Brief: Output the part of the listing below running from the line with "drawmask --target roof" to the line with "Draw the outline of every instance of the roof", both included, as a JSON list of strings with one string per line and blank lines omitted.

____________________

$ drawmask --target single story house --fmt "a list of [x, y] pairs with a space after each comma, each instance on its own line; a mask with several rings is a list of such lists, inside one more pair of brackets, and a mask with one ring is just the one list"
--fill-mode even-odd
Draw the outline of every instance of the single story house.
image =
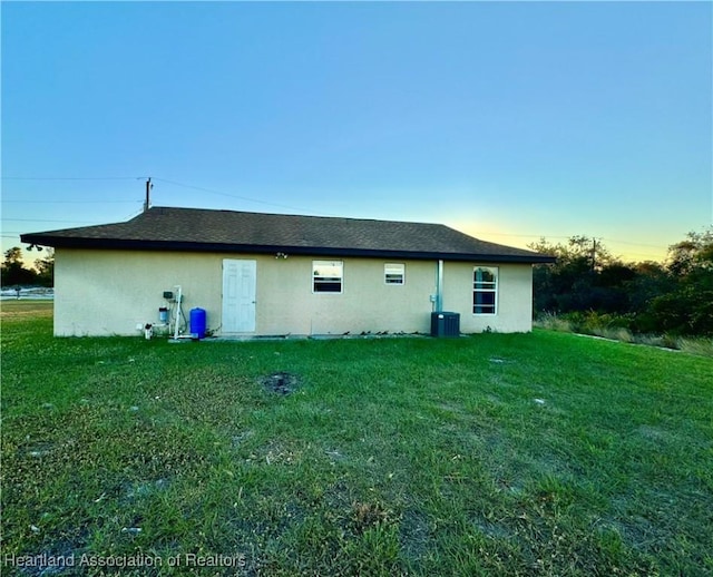
[[169, 333], [194, 309], [215, 335], [428, 334], [434, 311], [528, 332], [554, 261], [439, 224], [173, 207], [21, 238], [55, 247], [58, 336]]

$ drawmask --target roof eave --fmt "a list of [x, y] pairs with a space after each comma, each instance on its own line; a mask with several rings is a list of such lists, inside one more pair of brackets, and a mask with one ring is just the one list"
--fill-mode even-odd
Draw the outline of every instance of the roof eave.
[[253, 253], [270, 254], [285, 253], [311, 256], [361, 256], [374, 258], [411, 258], [419, 261], [467, 261], [484, 263], [524, 263], [541, 264], [554, 263], [554, 256], [533, 254], [479, 254], [479, 253], [440, 253], [422, 251], [390, 251], [373, 248], [340, 248], [328, 246], [285, 246], [285, 245], [257, 245], [257, 244], [229, 244], [229, 243], [196, 243], [183, 241], [145, 241], [128, 238], [87, 238], [62, 237], [42, 234], [23, 234], [20, 236], [23, 243], [31, 243], [56, 248], [114, 248], [131, 251], [189, 251], [189, 252], [216, 252], [216, 253]]

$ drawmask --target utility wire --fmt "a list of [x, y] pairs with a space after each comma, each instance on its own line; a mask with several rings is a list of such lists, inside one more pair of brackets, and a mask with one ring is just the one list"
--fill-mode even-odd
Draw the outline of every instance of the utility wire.
[[140, 180], [146, 176], [2, 176], [3, 180]]

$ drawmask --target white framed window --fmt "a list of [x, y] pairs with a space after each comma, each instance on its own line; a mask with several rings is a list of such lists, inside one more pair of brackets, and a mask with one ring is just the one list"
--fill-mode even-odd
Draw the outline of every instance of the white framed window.
[[342, 261], [312, 261], [313, 293], [341, 293], [343, 281]]
[[406, 283], [406, 264], [387, 263], [383, 265], [383, 282], [387, 284]]
[[498, 312], [498, 268], [476, 266], [472, 273], [472, 314]]

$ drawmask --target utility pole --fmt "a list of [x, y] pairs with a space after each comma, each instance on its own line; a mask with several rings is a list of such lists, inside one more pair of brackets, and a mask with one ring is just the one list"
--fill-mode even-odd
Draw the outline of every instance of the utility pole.
[[152, 177], [148, 177], [148, 180], [146, 180], [146, 201], [144, 201], [144, 212], [148, 211], [149, 204], [150, 204], [150, 190], [153, 188], [153, 184], [152, 184]]
[[597, 267], [597, 239], [592, 237], [592, 272]]

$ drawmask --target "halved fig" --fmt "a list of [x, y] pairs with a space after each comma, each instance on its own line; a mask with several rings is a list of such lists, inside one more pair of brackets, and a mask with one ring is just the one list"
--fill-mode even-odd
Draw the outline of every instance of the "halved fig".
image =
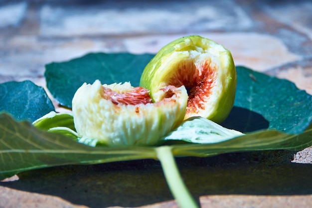
[[220, 123], [233, 107], [236, 72], [231, 52], [198, 35], [177, 39], [161, 48], [145, 67], [140, 86], [157, 92], [168, 85], [185, 86], [188, 100], [185, 119], [201, 116]]
[[166, 86], [152, 102], [148, 90], [129, 82], [84, 83], [72, 100], [79, 137], [108, 145], [154, 145], [183, 120], [187, 103], [184, 86]]

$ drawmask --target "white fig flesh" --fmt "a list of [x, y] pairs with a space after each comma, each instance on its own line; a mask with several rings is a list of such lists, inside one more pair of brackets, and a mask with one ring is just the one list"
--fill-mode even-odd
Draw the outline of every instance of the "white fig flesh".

____________________

Response below:
[
  "$ drawmask --target roof eave --fmt \"a list of [x, y] pairs with a space after each comma, each instance on its own line; a mask with several rings is a list of such lists, inside one more pair of brackets, and a mask with one ring is just the one list\"",
  "--fill-mode even-odd",
  "Draw the outline of every instance of the roof eave."
]